As the variations and their derivatives may in principle take any possible value at the endpoints, we obtain that all coefficients must vanish separately from one another, hence $$ P^{(k)}_i(t_1)=P^{(k)}_i(t_0)=q,\quad 1\le k\le r. $$In other words, the canonical momenta have to vanish at the endpoints. This is then again a set of $2nr$ boundary conditions on the functions $q^i(t)$, and since they appeared dynamically, we call them "natural".

II. B. Well-posed variational principles:

The common definition for a well-posed variational problem is the following: The variational principle $\delta S[q]=0$ is well-posed if - given the pertinent boundary conditions (imposed or natural) - there is one and only one extremal of the action.

****************************************

• What to do:
(1) Duplicate the passage from the variational principles text, starting with "The common definition" and going on through "of the action.".
(2) In the variational principles text, find each place where the word "variational" appears and list it together with the word right after it, in order of appearance.
The data after this plays no role here.

Dataset entries
****************************************

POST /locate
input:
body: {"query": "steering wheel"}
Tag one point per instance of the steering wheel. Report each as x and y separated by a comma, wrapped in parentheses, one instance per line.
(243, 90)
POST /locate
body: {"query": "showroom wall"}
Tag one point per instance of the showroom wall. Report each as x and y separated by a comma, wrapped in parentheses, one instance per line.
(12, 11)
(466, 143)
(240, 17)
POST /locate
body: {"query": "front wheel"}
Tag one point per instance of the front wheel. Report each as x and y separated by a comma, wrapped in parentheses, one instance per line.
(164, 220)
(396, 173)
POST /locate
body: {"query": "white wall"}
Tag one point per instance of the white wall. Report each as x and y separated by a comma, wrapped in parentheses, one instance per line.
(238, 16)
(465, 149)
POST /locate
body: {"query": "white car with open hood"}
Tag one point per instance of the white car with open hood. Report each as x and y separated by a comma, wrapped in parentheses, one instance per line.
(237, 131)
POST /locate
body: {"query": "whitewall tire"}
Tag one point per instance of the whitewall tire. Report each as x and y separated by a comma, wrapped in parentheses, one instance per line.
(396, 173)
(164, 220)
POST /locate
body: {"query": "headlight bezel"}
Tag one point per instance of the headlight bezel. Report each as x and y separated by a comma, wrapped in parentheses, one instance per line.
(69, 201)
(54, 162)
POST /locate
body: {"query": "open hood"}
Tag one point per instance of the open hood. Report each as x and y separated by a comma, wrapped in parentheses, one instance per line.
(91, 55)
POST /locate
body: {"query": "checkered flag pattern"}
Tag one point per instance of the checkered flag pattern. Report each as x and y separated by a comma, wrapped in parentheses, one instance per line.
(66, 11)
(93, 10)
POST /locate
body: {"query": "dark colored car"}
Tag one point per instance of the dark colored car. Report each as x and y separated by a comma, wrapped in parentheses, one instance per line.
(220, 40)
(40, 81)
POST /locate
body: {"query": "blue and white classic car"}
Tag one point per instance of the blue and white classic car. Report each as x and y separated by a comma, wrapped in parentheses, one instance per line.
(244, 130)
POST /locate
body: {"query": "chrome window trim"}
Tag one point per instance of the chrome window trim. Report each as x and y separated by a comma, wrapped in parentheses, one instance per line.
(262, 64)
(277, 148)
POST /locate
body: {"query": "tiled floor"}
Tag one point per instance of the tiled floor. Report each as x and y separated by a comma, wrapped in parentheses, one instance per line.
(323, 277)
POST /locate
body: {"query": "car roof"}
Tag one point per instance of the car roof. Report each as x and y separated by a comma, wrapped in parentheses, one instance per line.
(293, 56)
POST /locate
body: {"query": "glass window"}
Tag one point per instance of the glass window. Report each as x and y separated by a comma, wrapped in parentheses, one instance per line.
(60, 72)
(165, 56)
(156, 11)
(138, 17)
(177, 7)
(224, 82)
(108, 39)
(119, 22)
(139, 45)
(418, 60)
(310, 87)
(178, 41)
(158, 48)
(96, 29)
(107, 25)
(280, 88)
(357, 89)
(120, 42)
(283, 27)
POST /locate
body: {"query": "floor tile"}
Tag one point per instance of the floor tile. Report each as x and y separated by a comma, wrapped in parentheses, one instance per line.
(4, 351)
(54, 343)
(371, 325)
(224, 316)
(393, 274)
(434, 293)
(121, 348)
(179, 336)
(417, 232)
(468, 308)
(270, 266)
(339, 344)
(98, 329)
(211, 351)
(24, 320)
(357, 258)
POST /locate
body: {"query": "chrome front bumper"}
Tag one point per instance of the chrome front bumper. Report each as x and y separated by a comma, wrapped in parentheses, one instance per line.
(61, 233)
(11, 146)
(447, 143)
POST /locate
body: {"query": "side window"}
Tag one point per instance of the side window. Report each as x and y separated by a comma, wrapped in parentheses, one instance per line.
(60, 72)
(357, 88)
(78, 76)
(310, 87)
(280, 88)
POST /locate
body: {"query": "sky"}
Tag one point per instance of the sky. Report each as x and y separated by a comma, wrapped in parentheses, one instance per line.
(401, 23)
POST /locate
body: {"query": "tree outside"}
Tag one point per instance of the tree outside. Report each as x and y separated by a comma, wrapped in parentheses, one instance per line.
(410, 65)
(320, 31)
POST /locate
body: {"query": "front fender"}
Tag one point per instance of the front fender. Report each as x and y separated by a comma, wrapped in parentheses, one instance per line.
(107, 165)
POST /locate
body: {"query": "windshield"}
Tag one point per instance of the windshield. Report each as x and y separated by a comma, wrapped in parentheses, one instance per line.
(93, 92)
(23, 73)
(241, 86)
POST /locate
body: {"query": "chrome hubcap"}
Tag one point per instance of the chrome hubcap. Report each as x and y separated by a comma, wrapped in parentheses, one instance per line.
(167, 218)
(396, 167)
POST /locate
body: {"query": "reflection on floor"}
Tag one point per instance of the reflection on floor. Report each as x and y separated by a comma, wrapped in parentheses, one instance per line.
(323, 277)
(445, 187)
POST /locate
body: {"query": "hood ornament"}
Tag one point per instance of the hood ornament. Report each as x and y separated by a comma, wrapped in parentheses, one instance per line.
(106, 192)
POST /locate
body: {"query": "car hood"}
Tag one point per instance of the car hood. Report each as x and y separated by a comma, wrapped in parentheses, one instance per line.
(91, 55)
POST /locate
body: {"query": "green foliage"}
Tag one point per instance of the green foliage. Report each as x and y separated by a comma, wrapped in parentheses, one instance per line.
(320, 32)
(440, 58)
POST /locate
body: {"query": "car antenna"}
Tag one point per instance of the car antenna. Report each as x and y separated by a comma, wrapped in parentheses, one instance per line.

****************************************

• Complete answers:
(1)
The common definition for a well-posed variational problem is the following: The variational principle $\delta S[q]=0$ is well-posed if - given the pertinent boundary conditions (imposed or natural) - there is one and only one extremal of the action.

(2)
- variational principles
- variational problem
- variational principle